◆ **DOCUMENT PASSAGE**
▬▬▬▬▬▬▬▬▬▬

The Great Wall, a Chinese-American co-production starring Matt Damon as a European mercenary fighting (literal) monsters during the Song dynasty, could have been a marvel. Zhang has directed sophisticated dramas (Ju Dou, Raise High the Red Lantern) and thrilling action pictures (Hero, House of Flying Daggers). The cast includes talented American actors in Willem Dafoe and Pedro Pascal (who was magnificent as Oberyn Martell on Game of Thrones); and Chinese stars both relatively new (Jing Tian) and firmly established (the great Andy Lau). And as a general rule, Damon is as reliably excellent a lead actor as you’ll find anywhere in Hollywood.





Alas, rather than multiply these talents productively, The Great Wall reduces them to their lowest common denominator. It’s not a terrible movie, exactly. (For one thing it’s too short to be, clocking in at a merciful 104 minutes in an era when CGI epics frequently approach twice that.) But it’s certainly not a good one.

▬▬▬▬▬▬▬▬▬▬

◆ **INFORMATION SHOWN**
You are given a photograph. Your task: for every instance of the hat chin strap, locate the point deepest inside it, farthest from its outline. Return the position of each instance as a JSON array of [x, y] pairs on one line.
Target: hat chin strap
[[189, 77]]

▬▬▬▬▬▬▬▬▬▬

◆ **DIRECTIVE 1**
Rewrite the review's paragraph that begins "The Great Wall, a Chinese-American co-production" as a brief bulleted list that keeps its main facts.
◆ **DIRECTIVE 2**
Answer these questions from the review, giving each answer on its own line:
(a) What role did Pedro Pascal play on Game of Thrones?
(b) During which dynasty is the film set?
(c) How long does the film run?
◆ **DIRECTIVE 3**
Copy out the part of the review from "Alas, rather than" to "a good one.".

◆ **EXERCISE SOLUTION 1**
- The Great Wall is a Chinese-American co-production. Matt Damon plays a European mercenary fighting monsters during the Song dynasty. The film could have been a marvel.
- Director Zhang has made sophisticated dramas (Ju Dou, Raise High the Red Lantern) and thrilling action pictures (Hero, House of Flying Daggers).
- The cast includes American actors Willem Dafoe and Pedro Pascal, and Chinese stars Jing Tian (relatively new) and Andy Lau (firmly established).
- Damon is generally a reliably excellent lead actor.

◆ **EXERCISE SOLUTION 2**
(a) Oberyn Martell
(b) The Song dynasty
(c) 104 minutes

◆ **EXERCISE SOLUTION 3**
Alas, rather than multiply these talents productively, The Great Wall reduces them to their lowest common denominator. It’s not a terrible movie, exactly. (For one thing it’s too short to be, clocking in at a merciful 104 minutes in an era when CGI epics frequently approach twice that.) But it’s certainly not a good one.